What to produce:
For each statement, answer yes or no according to the PySpark text below, and quote the words that settle it: (a) in the PySpark shell, the user must define the `spark` variable; (b) the shell session shown reports Spark version 3.1.2; (c) a SparkSession can read parquet files.

Selected passage:
`spark` is conventionally the Python variable denoting the `SparkSession` and you will often find PySpark code with `spark` assumed to be given. In your Python script you're going to have to define it
from pyspark.sql import SparkSession
spark = SparkSession.builder \
.appName('My PySpark App') \
.getOrCreate()
Alternatively, you can run the code right off the bat in the [**PySpark shell**](https://spark.apache.org/docs/latest/index.html#running-the-examples-and-shell), a Python interpreter where you can run Spark interactively. In the PySpark shell the `spark` variable is pre-defined (as well as `sc`, the Spark _context_).
% pyspark
Python 3.9.7 (v3.9.7:1016ef3790, Aug 30 2021, 16:39:15)
[Clang 6.0 (clang-600.0.57)] on darwin
Type "help", "copyright", "credits" or "license" for more information.
24/04/20 12:13:31 WARN NativeCodeLoader: Unable to load native-hadoop library for your platform... using builtin-java classes where applicable
Using Spark's default log4j profile: org/apache/spark/log4j-defaults.properties
Setting default log level to "WARN".
To adjust logging level use sc.setLogLevel(newLevel). For SparkR, use setLogLevel(newLevel).
Welcome to
____ __
/ __/__ ___ _____/ /__
_\ \/ _ \/ _ `/ __/ '_/
/__ / .__/\_,_/_/ /_/\_\ version 3.1.2
/_/
Using Python version 3.9.7 (v3.9.7:1016ef3790, Aug 30 2021 16:39:15)
Spark context Web UI available at http://192.168.0.199:4040
Spark context available as 'sc' (master = local[*], app id = local-1713608012950).
SparkSession available as 'spark'.
>>> spark
<pyspark.sql.session.SparkSession object at 0x7fe190a96610>
>>> sc
<SparkContext master=local[*] appName=PySparkShell>
You even get a Web UI running on localhost to monitor your jobs!
By typing `help(spark)` you can get useful information about the Spark session:
Help on SparkSession in module pyspark.sql.session object:
class SparkSession(pyspark.sql.pandas.conversion.SparkConversionMixin)
| SparkSession(sparkContext, jsparkSession=None)
|
| The entry point to programming Spark with the Dataset and DataFrame API.
|
| A SparkSession can be used create :class:`DataFrame`, register :class:`DataFrame` as
| tables, execute SQL over tables, cache tables, and read parquet files.

Data segment:

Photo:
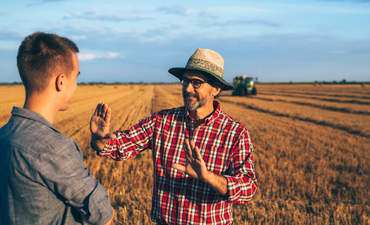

Result for this exercise:
(a) No: "In the PySpark shell the `spark` variable is pre-defined"
(b) Yes: "version 3.1.2"
(c) Yes: "read parquet files"